* Tugas dan Latihan:
1. Tuliskan kembali bagian tulisan tentang seni sebagai jembatan waras dan gila, mulai dari "Buktinya ada art" dan terus sampai "mung ngono kuwi….".
2. Tentukan apakah setiap pernyataan berikut sesuai dengan tulisan tentang seni sebagai jembatan waras dan gila. Jawab ya atau tidak, lalu kutip kata-kata tulisan yang menentukan jawaban itu. (a) Tulisan itu menyebut kehabisan cat sebagai awal kejadian. (b) Tulisan itu menyebut adanya art therapy. (c) Tulisan itu menyatakan bahwa brut art sering disebut seni peradaban.
3. Teruskan tulisan tentang seni sebagai jembatan waras dan gila, mulai sesudah kalimat terakhirnya.

* Kutipan Pilihan:
────

Seni Sebagai Jembatan Waras dan Gila?

TRANSINDONESIA.CO – Awalnya kehabisan cat dan merasa menjadi korban yang tidak bisa mengekspresikan keinginannya. Lampiasan ekspresi melukis menjadi pelampiasan kemarahan melempar kaleng cat menciprat cipratkan cat ke sana kemari.

Dipandangi kok bagus juga nampaknya, inikah yang namanya seni sebagai jembatan antara waras dan gila? Bisa saja demikian.

Buktinya ada art therapy. Atau malah ada brut art orang-orang gila yang berkesenian walau sering dikatakan sebagai seni non peradaban? Kok iso? Lha wong seni itu untuk nguwongke katanya jadi sebenarnya seni ini obat waras ekspresi ungkapan jiwa atau bisa juga maksimalisasi panca indra….  ah mbuh lah seni jan jane yo mung ngono kuwi….

────

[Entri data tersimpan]
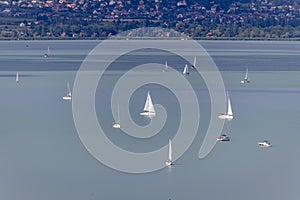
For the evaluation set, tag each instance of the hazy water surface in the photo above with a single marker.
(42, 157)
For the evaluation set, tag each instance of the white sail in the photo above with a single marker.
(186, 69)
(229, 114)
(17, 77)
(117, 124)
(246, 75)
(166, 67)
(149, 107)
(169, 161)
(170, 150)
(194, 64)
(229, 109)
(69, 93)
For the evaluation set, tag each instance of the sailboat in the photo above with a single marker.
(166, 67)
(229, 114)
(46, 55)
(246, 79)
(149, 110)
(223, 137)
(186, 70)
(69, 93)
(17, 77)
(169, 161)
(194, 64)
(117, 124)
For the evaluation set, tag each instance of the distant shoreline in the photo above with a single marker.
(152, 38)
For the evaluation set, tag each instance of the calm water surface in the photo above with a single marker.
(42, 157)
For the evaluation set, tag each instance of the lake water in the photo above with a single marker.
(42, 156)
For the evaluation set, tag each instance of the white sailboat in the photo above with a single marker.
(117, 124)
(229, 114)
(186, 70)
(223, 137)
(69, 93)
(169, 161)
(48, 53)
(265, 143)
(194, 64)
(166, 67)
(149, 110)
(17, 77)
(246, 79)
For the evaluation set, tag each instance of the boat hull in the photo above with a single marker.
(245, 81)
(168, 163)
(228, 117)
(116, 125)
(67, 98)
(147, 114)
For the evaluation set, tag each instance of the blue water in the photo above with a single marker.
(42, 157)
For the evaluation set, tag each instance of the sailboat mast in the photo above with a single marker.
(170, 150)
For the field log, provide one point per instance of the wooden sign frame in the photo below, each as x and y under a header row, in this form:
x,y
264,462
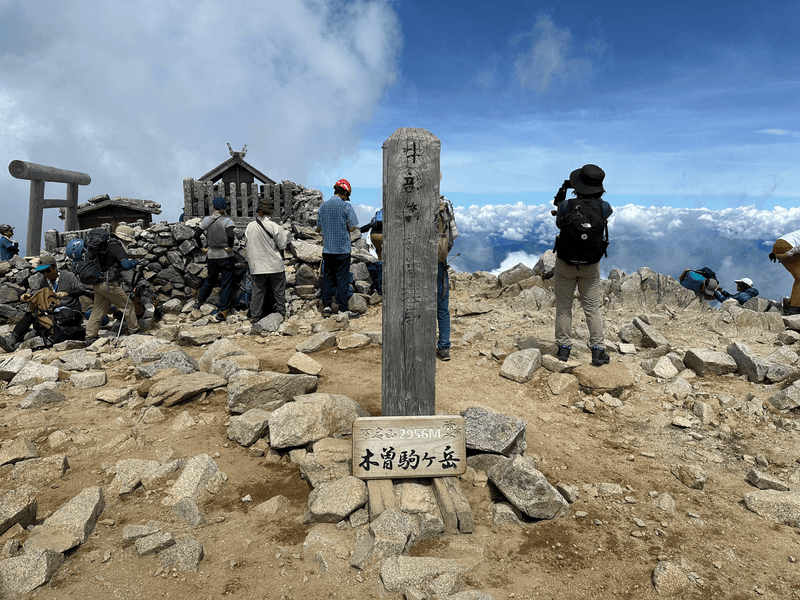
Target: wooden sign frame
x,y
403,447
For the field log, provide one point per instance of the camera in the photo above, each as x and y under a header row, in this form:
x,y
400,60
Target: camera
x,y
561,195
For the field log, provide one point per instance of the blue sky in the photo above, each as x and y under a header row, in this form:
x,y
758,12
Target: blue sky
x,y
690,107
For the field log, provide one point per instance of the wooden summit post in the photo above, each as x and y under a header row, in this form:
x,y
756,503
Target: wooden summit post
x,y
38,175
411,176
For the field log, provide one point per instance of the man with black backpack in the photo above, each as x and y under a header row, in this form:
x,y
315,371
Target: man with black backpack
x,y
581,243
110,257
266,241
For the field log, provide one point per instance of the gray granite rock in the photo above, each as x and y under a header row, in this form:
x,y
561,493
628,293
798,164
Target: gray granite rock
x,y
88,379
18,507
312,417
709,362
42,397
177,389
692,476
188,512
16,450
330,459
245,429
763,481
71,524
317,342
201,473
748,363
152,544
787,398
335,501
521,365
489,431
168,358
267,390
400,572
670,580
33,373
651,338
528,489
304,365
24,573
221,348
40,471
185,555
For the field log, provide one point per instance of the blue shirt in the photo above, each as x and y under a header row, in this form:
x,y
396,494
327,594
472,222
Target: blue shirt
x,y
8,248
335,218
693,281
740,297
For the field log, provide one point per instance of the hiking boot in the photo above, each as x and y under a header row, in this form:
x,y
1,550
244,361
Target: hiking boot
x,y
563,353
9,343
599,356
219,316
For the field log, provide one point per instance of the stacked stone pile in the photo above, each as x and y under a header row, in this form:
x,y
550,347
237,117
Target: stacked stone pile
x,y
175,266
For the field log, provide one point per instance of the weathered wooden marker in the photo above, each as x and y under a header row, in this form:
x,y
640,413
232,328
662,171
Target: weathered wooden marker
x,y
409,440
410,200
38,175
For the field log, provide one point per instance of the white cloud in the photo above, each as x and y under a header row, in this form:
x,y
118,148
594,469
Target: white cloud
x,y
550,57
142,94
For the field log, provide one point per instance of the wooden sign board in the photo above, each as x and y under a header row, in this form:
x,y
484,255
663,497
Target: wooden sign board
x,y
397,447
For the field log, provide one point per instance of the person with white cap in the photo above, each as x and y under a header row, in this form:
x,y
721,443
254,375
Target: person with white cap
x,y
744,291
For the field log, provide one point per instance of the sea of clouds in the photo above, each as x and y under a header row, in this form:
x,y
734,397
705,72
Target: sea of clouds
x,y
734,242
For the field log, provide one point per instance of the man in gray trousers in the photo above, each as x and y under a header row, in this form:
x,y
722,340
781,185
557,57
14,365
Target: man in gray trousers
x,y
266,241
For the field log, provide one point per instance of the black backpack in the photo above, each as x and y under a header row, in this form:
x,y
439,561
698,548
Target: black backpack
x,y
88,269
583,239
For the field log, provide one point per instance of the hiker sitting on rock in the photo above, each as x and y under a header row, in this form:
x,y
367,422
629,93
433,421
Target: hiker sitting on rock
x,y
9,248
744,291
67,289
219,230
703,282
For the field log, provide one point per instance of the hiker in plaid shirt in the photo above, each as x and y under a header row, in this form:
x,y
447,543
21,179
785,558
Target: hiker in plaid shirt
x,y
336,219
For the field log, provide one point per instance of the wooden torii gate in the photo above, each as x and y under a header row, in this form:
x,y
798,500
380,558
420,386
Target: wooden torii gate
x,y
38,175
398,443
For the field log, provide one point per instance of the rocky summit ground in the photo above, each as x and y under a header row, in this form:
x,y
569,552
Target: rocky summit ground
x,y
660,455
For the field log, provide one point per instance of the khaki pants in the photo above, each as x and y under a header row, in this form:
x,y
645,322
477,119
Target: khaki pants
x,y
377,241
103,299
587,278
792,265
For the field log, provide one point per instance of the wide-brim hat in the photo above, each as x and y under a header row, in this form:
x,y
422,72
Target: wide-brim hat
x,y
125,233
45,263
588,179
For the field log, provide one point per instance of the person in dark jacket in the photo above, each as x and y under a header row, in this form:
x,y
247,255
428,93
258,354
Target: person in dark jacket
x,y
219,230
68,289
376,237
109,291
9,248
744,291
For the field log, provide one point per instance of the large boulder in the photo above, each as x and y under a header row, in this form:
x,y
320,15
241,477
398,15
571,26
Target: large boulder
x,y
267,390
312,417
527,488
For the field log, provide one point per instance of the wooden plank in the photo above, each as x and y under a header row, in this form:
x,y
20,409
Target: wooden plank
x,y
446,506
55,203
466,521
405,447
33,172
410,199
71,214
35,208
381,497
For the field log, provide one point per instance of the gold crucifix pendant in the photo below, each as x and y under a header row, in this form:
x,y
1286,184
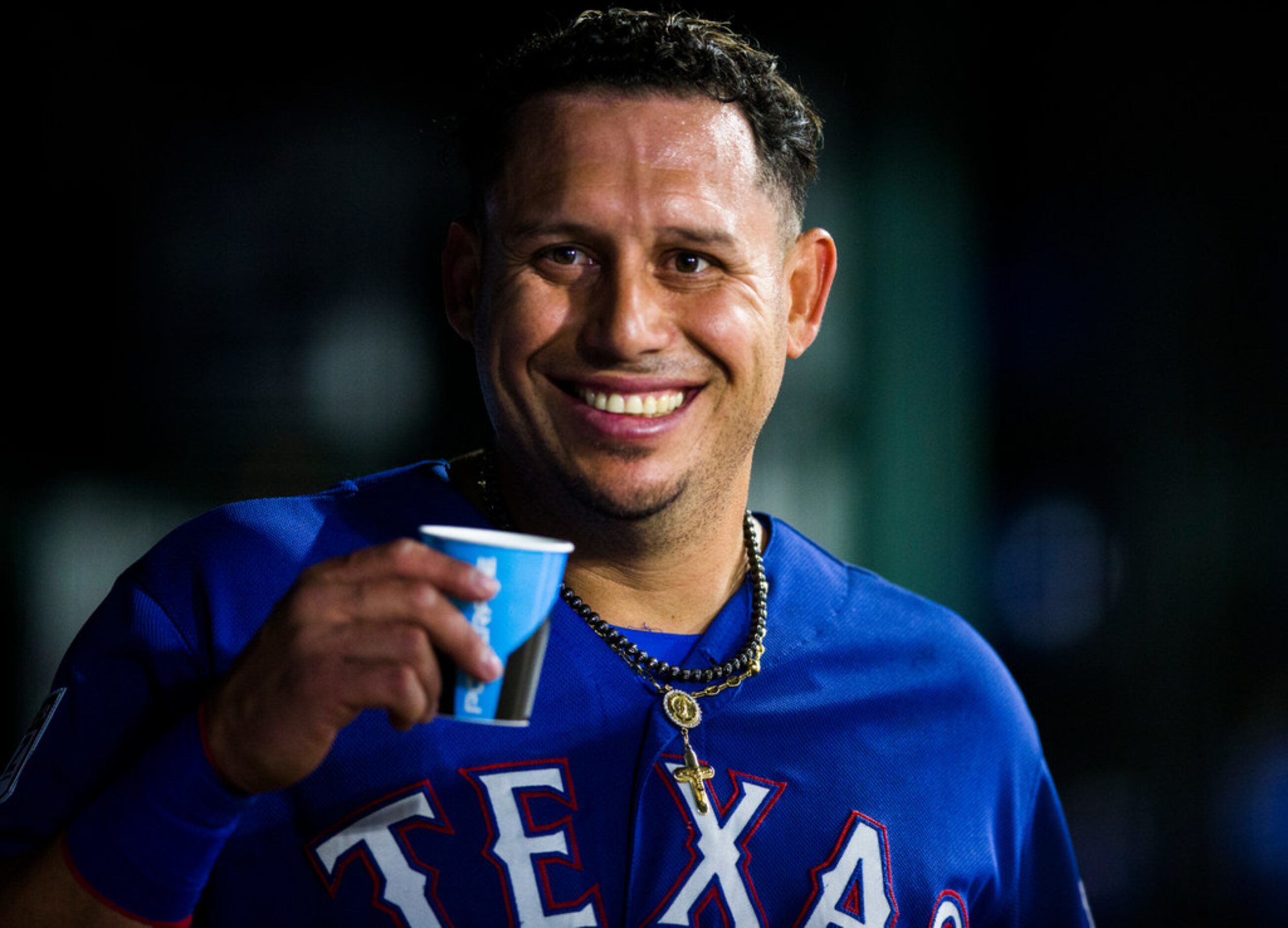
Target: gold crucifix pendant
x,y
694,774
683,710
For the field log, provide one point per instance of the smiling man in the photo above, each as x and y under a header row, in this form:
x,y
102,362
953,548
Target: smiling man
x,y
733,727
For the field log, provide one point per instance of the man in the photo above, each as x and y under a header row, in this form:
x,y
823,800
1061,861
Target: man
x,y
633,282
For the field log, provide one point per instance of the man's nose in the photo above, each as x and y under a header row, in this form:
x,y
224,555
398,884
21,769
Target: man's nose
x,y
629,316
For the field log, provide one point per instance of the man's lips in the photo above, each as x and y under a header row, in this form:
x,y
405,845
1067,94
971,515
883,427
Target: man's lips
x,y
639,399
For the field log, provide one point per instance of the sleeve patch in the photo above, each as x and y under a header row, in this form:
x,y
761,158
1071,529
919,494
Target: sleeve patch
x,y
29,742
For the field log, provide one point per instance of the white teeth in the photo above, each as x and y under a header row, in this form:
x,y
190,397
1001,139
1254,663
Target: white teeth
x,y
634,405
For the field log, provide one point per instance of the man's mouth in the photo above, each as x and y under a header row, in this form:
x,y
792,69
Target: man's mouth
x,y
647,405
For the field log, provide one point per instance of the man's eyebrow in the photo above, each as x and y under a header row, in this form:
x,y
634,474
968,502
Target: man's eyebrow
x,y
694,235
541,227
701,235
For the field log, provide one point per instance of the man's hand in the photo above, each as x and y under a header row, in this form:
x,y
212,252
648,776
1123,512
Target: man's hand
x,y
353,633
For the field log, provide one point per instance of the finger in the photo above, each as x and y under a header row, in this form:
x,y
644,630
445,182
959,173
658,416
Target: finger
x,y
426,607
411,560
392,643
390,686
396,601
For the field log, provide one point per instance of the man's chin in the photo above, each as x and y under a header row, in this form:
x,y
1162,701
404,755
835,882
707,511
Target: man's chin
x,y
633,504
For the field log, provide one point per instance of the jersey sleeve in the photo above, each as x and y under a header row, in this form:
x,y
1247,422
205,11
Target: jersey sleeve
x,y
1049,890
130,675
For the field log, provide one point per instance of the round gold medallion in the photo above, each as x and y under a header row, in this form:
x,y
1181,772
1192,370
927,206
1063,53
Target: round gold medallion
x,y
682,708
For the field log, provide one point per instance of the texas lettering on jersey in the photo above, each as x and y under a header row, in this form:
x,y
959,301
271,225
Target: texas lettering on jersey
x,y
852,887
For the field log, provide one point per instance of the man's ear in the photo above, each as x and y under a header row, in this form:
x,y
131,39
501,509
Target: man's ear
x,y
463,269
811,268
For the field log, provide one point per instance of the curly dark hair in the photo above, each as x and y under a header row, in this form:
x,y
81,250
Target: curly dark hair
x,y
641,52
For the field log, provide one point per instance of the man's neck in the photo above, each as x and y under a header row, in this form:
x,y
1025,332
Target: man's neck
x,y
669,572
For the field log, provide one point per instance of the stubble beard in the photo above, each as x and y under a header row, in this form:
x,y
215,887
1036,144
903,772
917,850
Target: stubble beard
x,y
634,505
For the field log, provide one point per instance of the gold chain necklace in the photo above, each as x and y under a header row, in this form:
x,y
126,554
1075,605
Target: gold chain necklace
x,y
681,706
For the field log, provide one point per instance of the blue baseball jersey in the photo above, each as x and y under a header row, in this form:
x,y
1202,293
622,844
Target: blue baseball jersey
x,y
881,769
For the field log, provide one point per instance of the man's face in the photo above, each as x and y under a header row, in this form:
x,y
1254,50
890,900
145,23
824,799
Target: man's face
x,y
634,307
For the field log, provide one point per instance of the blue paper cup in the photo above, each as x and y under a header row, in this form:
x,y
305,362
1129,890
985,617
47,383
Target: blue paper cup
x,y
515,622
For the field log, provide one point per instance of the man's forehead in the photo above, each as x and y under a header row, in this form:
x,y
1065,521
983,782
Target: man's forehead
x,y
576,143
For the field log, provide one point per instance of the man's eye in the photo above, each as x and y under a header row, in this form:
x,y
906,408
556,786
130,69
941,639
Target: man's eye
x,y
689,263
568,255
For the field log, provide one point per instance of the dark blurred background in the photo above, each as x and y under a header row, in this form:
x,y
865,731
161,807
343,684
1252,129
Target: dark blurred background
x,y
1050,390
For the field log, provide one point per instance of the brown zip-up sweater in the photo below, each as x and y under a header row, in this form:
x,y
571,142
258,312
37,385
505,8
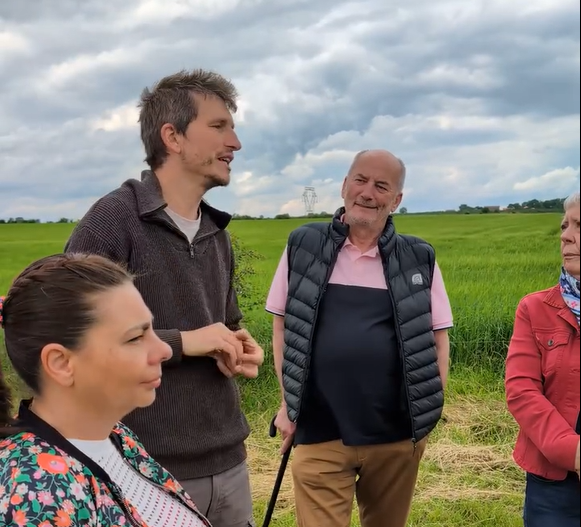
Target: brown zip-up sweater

────

* Jawaban:
1.
Buktinya ada art therapy. Atau malah ada brut art orang-orang gila yang berkesenian walau sering dikatakan sebagai seni non peradaban? Kok iso? Lha wong seni itu untuk nguwongke katanya jadi sebenarnya seni ini obat waras ekspresi ungkapan jiwa atau bisa juga maksimalisasi panca indra….  ah mbuh lah seni jan jane yo mung ngono kuwi….

2.
(a) Ya: "Awalnya kehabisan cat"
(b) Ya: "Buktinya ada art therapy."
(c) Tidak: "walau sering dikatakan sebagai seni non peradaban"

3.
Lukisan penulis-CDL

Masdarwis

Semakin banyak dan thirik-thirik  merasionalisasi seni malah mementahkan makna seni itu sendiri. Seni yang merupakan refleksi adanya manusia berakal budi sebagai cikal dari kebudayaan nek dirasionalisasi terus malah mengaburkan dan menjadi barang hapalan.

Sebagai contoh saja, merasionalisasi rasa manggis. Ada manis ada kecut tapi lembut. Coba apa sama dengan gula, asam, mentega? Ya bukan to. Dalam jagad seni yang membuat seni malah mati ya kaum ndoro-ndoro seni sendiri yang menunjukkan kasta tinggi dan pengetahuan yang sak tekruk malah membuat pagar sehingga seninya ora ketemu.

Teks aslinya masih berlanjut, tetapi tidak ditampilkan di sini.